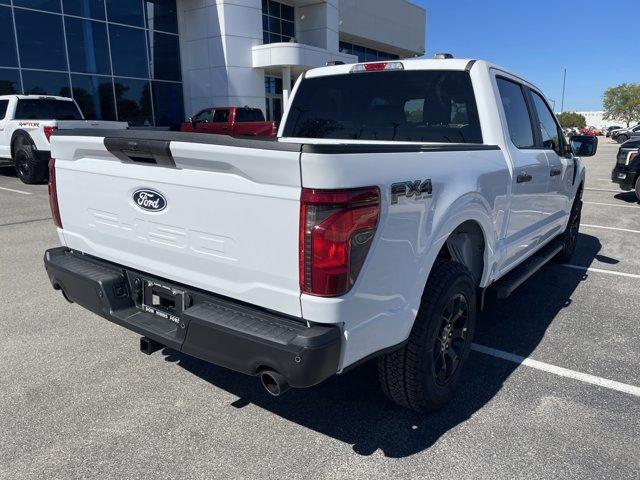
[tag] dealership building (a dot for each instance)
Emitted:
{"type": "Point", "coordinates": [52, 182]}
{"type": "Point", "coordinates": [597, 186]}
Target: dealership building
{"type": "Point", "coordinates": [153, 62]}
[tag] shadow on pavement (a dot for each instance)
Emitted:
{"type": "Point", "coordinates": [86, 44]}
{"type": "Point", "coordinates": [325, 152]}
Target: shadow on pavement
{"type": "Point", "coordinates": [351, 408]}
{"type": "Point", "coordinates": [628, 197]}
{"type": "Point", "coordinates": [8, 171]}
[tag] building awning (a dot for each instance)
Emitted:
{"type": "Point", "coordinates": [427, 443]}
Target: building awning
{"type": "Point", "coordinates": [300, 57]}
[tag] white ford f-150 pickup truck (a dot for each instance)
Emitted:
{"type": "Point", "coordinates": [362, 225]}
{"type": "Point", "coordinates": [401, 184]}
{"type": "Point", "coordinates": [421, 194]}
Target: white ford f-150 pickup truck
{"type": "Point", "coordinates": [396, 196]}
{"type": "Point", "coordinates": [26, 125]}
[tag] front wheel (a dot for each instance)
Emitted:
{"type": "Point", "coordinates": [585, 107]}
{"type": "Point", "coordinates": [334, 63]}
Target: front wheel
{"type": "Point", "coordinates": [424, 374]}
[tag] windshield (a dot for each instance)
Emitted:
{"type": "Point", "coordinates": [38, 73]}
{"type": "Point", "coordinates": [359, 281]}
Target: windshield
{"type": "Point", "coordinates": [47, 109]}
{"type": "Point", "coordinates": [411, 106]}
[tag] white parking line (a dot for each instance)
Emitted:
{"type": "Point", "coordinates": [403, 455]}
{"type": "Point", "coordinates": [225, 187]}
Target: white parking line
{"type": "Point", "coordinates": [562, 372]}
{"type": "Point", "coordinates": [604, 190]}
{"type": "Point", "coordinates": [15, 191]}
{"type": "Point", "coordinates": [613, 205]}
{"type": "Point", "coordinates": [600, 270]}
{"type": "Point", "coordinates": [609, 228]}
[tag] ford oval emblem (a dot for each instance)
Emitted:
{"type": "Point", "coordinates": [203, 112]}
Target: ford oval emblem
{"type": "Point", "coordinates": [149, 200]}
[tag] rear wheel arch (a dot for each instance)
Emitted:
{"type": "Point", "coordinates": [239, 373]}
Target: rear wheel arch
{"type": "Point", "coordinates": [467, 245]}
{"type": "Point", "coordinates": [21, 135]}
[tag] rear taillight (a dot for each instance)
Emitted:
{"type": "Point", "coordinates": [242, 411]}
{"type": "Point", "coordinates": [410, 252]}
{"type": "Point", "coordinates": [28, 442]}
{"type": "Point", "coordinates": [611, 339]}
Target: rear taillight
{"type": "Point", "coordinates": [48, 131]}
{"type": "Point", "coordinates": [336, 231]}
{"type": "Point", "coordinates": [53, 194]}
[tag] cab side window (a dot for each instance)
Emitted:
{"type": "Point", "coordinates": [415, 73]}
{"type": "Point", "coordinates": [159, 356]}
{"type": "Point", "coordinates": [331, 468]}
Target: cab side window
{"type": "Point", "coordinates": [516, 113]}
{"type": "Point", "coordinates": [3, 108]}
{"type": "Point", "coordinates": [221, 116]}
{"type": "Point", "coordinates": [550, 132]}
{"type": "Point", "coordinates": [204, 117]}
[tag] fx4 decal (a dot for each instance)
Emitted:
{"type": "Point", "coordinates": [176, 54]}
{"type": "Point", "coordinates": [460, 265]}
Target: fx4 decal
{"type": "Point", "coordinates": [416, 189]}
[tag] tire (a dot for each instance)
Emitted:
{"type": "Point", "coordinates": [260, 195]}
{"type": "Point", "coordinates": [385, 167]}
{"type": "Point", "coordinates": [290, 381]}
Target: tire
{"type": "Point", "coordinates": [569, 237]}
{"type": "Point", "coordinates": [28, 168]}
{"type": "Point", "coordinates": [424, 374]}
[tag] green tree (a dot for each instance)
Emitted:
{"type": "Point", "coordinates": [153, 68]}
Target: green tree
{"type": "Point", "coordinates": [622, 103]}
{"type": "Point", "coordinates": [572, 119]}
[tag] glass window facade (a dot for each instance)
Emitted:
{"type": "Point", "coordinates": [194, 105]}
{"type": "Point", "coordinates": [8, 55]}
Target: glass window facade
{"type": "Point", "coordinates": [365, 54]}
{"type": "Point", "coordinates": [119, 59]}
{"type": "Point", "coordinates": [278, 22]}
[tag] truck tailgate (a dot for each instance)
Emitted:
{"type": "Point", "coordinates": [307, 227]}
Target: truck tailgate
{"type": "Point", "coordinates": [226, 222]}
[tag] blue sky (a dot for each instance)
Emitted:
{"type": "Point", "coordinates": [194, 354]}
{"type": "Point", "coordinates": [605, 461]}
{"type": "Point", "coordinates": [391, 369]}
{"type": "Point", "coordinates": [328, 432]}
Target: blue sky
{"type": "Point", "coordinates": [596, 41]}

● **Problem description**: Turn every row above into a numbered list, one entry per line, with no blank lines. Leave the pictures out.

● **Written answer**:
1. [tag] dealership building (a dot for each instance)
2. Emitted:
3. {"type": "Point", "coordinates": [52, 182]}
4. {"type": "Point", "coordinates": [597, 186]}
5. Target: dealership building
6. {"type": "Point", "coordinates": [153, 62]}
7. [tag] shadow on pavement (a dot for each instance)
8. Emitted:
9. {"type": "Point", "coordinates": [86, 44]}
10. {"type": "Point", "coordinates": [325, 152]}
11. Target: shadow on pavement
12. {"type": "Point", "coordinates": [351, 408]}
13. {"type": "Point", "coordinates": [628, 197]}
14. {"type": "Point", "coordinates": [8, 171]}
15. [tag] building awning (a dot for each instance)
16. Emitted:
17. {"type": "Point", "coordinates": [427, 443]}
18. Target: building awning
19. {"type": "Point", "coordinates": [300, 57]}
20. [tag] white ford f-150 pickup truck (a dot for each instance)
21. Emitted:
22. {"type": "Point", "coordinates": [362, 225]}
23. {"type": "Point", "coordinates": [401, 184]}
24. {"type": "Point", "coordinates": [421, 194]}
25. Target: white ford f-150 pickup truck
26. {"type": "Point", "coordinates": [396, 196]}
27. {"type": "Point", "coordinates": [26, 125]}
28. [tag] front wheel (a dot for each instance)
29. Emitted:
30. {"type": "Point", "coordinates": [585, 107]}
31. {"type": "Point", "coordinates": [334, 63]}
32. Target: front wheel
33. {"type": "Point", "coordinates": [424, 374]}
34. [tag] windshield (a dot for each instance)
35. Emitted:
36. {"type": "Point", "coordinates": [38, 73]}
37. {"type": "Point", "coordinates": [359, 281]}
38. Target: windshield
39. {"type": "Point", "coordinates": [47, 109]}
40. {"type": "Point", "coordinates": [411, 106]}
41. [tag] white parking line (a dot for each instance)
42. Emitted:
43. {"type": "Point", "coordinates": [403, 455]}
44. {"type": "Point", "coordinates": [225, 187]}
45. Target: white parking line
46. {"type": "Point", "coordinates": [562, 372]}
47. {"type": "Point", "coordinates": [604, 190]}
48. {"type": "Point", "coordinates": [15, 191]}
49. {"type": "Point", "coordinates": [613, 205]}
50. {"type": "Point", "coordinates": [600, 270]}
51. {"type": "Point", "coordinates": [609, 228]}
52. [tag] ford oval emblem (a dot for each instance)
53. Emitted:
54. {"type": "Point", "coordinates": [203, 112]}
55. Target: ford oval emblem
56. {"type": "Point", "coordinates": [149, 200]}
57. [tag] rear wheel arch (a dot for each instance)
58. Emitted:
59. {"type": "Point", "coordinates": [239, 373]}
60. Target: rear wheel arch
61. {"type": "Point", "coordinates": [467, 245]}
62. {"type": "Point", "coordinates": [21, 135]}
63. [tag] rear taillight (a dot for each instance)
64. Emitted:
65. {"type": "Point", "coordinates": [242, 411]}
66. {"type": "Point", "coordinates": [410, 252]}
67. {"type": "Point", "coordinates": [28, 442]}
68. {"type": "Point", "coordinates": [611, 339]}
69. Target: rear taillight
70. {"type": "Point", "coordinates": [48, 131]}
71. {"type": "Point", "coordinates": [336, 231]}
72. {"type": "Point", "coordinates": [53, 194]}
73. [tag] cab side window (a dot for each instance)
74. Emitted:
75. {"type": "Point", "coordinates": [415, 73]}
76. {"type": "Point", "coordinates": [159, 356]}
77. {"type": "Point", "coordinates": [331, 468]}
78. Target: cab side window
79. {"type": "Point", "coordinates": [516, 113]}
80. {"type": "Point", "coordinates": [3, 108]}
81. {"type": "Point", "coordinates": [221, 116]}
82. {"type": "Point", "coordinates": [550, 132]}
83. {"type": "Point", "coordinates": [204, 117]}
84. [tag] fx4 decal (a dot for each instance)
85. Emitted:
86. {"type": "Point", "coordinates": [176, 54]}
87. {"type": "Point", "coordinates": [460, 265]}
88. Target: fx4 decal
89. {"type": "Point", "coordinates": [416, 189]}
90. [tag] tire (a dot for each instance)
91. Emitted:
92. {"type": "Point", "coordinates": [260, 195]}
93. {"type": "Point", "coordinates": [385, 167]}
94. {"type": "Point", "coordinates": [290, 381]}
95. Target: tire
96. {"type": "Point", "coordinates": [569, 237]}
97. {"type": "Point", "coordinates": [28, 168]}
98. {"type": "Point", "coordinates": [424, 374]}
99. [tag] green tree (a dot for each instance)
100. Emitted:
101. {"type": "Point", "coordinates": [153, 68]}
102. Target: green tree
103. {"type": "Point", "coordinates": [622, 103]}
104. {"type": "Point", "coordinates": [572, 119]}
105. [tag] glass window facade (a dot for each instance)
106. Emitted:
107. {"type": "Point", "coordinates": [194, 105]}
108. {"type": "Point", "coordinates": [8, 55]}
109. Target: glass window facade
110. {"type": "Point", "coordinates": [365, 54]}
111. {"type": "Point", "coordinates": [119, 59]}
112. {"type": "Point", "coordinates": [278, 22]}
113. [tag] truck tailgate (a dot for each instance)
114. Emitted:
115. {"type": "Point", "coordinates": [307, 227]}
116. Target: truck tailgate
117. {"type": "Point", "coordinates": [226, 222]}
118. [tag] blue sky (a dot for each instance)
119. Emitted:
120. {"type": "Point", "coordinates": [194, 354]}
121. {"type": "Point", "coordinates": [605, 461]}
122. {"type": "Point", "coordinates": [391, 369]}
123. {"type": "Point", "coordinates": [328, 432]}
124. Target: blue sky
125. {"type": "Point", "coordinates": [596, 41]}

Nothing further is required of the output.